§ Given problem
Extract each line of the records below that contains the string "door", treating uppercase and lowercase letters as different.
- - - - - - -
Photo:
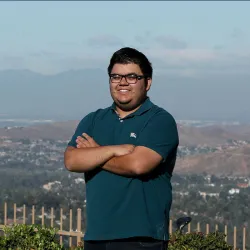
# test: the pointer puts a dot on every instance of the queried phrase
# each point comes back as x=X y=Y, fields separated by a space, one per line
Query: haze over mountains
x=72 y=94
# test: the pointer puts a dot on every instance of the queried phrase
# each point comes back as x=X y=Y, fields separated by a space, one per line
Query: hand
x=86 y=141
x=124 y=149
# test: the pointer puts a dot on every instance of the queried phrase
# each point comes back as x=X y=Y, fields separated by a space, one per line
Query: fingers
x=85 y=141
x=87 y=137
x=81 y=142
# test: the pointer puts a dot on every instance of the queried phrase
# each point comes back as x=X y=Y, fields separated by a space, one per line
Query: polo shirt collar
x=146 y=105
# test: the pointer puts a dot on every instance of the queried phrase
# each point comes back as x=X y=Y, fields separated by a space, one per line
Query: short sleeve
x=84 y=126
x=160 y=134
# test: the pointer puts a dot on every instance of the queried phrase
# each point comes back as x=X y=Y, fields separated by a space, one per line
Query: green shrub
x=27 y=237
x=198 y=241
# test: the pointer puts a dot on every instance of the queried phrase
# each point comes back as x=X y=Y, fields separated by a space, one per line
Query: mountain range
x=74 y=93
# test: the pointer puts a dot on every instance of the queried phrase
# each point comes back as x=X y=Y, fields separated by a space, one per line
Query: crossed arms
x=158 y=140
x=125 y=160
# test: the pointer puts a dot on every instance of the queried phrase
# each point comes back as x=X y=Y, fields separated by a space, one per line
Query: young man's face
x=128 y=96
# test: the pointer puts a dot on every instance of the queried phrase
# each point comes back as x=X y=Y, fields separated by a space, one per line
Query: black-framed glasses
x=130 y=78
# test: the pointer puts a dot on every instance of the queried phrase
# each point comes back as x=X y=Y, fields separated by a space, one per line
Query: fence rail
x=78 y=234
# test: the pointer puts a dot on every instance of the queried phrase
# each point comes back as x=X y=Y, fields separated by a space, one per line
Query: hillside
x=231 y=162
x=190 y=136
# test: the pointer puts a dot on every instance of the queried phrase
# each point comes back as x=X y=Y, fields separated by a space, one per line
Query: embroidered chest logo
x=133 y=135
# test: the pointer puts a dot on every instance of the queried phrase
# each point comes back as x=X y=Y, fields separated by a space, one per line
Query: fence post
x=226 y=233
x=61 y=223
x=5 y=214
x=244 y=238
x=235 y=242
x=79 y=225
x=33 y=214
x=70 y=227
x=14 y=213
x=24 y=214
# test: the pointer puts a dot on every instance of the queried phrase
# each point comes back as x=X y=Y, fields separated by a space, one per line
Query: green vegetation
x=198 y=241
x=35 y=237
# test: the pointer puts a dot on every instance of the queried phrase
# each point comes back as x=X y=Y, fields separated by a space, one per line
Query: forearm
x=122 y=165
x=86 y=159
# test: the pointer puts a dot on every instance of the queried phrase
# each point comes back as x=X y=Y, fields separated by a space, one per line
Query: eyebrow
x=130 y=73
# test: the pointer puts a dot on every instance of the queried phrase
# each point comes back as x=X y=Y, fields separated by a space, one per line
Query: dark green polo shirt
x=121 y=207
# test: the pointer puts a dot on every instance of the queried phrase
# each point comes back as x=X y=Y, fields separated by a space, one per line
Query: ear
x=148 y=83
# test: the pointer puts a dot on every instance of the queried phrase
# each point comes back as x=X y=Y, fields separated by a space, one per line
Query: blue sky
x=185 y=37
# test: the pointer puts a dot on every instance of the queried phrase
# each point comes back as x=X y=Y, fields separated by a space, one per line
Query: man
x=127 y=153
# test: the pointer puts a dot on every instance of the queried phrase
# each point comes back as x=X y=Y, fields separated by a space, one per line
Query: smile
x=123 y=90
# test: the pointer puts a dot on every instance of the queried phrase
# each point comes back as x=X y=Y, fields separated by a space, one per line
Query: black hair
x=130 y=55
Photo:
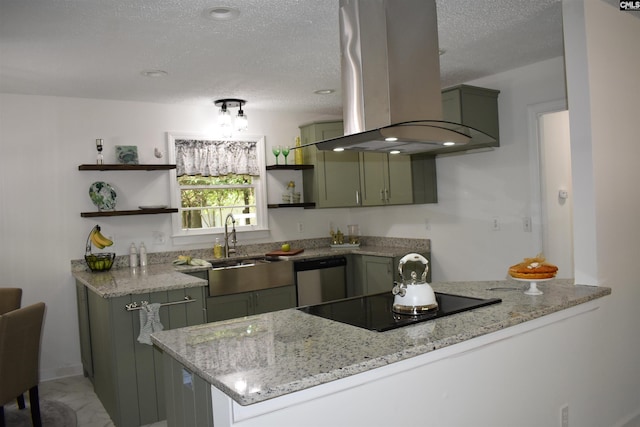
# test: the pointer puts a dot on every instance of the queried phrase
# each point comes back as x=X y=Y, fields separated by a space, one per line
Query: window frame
x=196 y=235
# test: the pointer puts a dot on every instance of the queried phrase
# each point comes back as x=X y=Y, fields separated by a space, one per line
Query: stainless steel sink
x=232 y=276
x=230 y=263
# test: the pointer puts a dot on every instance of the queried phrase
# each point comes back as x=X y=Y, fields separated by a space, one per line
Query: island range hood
x=391 y=81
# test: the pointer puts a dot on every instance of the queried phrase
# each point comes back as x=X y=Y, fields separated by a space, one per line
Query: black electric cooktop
x=374 y=312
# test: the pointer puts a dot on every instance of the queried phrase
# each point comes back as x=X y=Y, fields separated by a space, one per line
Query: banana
x=99 y=240
x=95 y=242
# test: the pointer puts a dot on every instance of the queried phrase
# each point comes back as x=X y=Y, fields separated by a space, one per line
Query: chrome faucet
x=227 y=249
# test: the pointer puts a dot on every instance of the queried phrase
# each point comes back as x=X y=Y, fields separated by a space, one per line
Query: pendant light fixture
x=224 y=117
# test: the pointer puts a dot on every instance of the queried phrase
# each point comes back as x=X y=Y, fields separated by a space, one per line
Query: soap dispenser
x=133 y=256
x=143 y=255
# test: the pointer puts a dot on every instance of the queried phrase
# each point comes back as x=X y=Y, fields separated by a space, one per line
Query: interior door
x=556 y=191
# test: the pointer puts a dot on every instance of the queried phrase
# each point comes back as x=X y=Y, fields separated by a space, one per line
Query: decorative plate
x=103 y=196
x=127 y=154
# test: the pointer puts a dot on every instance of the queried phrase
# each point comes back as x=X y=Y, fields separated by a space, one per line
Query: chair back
x=10 y=299
x=20 y=335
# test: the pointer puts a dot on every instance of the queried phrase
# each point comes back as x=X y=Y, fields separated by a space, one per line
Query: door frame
x=534 y=112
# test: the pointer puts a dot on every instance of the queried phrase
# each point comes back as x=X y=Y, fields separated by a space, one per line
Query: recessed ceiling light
x=222 y=13
x=154 y=73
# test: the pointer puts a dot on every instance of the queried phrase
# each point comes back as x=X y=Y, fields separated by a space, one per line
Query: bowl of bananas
x=102 y=261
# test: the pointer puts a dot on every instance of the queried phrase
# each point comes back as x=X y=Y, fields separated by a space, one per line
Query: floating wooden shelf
x=307 y=205
x=131 y=212
x=288 y=167
x=121 y=167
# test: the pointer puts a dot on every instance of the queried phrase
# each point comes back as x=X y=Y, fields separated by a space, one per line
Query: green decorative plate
x=103 y=196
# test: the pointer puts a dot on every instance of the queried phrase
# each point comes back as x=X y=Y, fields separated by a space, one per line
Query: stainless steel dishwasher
x=320 y=279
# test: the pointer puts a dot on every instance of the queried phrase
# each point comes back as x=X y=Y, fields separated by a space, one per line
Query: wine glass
x=285 y=153
x=276 y=152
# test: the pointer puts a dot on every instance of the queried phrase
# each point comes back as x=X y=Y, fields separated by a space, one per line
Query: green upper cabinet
x=387 y=179
x=348 y=178
x=335 y=179
x=472 y=106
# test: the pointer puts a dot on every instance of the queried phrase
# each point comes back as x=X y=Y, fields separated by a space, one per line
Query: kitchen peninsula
x=128 y=376
x=284 y=367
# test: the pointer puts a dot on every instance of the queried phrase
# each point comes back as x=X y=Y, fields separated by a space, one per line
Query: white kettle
x=413 y=297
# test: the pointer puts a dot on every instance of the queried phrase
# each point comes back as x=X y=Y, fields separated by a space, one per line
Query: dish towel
x=149 y=322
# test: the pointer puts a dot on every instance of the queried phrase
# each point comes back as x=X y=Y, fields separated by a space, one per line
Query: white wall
x=603 y=93
x=474 y=188
x=44 y=139
x=557 y=212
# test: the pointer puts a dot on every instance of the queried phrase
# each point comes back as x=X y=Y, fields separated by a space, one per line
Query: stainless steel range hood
x=391 y=80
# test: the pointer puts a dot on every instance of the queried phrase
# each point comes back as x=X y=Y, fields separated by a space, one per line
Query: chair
x=10 y=299
x=20 y=335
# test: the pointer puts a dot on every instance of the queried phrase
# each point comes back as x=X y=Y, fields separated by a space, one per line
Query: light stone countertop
x=278 y=353
x=140 y=280
x=163 y=275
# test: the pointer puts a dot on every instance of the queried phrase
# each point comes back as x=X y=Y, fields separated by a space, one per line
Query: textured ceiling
x=274 y=55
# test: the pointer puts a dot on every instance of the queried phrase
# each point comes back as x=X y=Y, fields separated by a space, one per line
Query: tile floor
x=77 y=392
- - - - - - -
§ Response to this exercise
Query: interior door
Query: door frame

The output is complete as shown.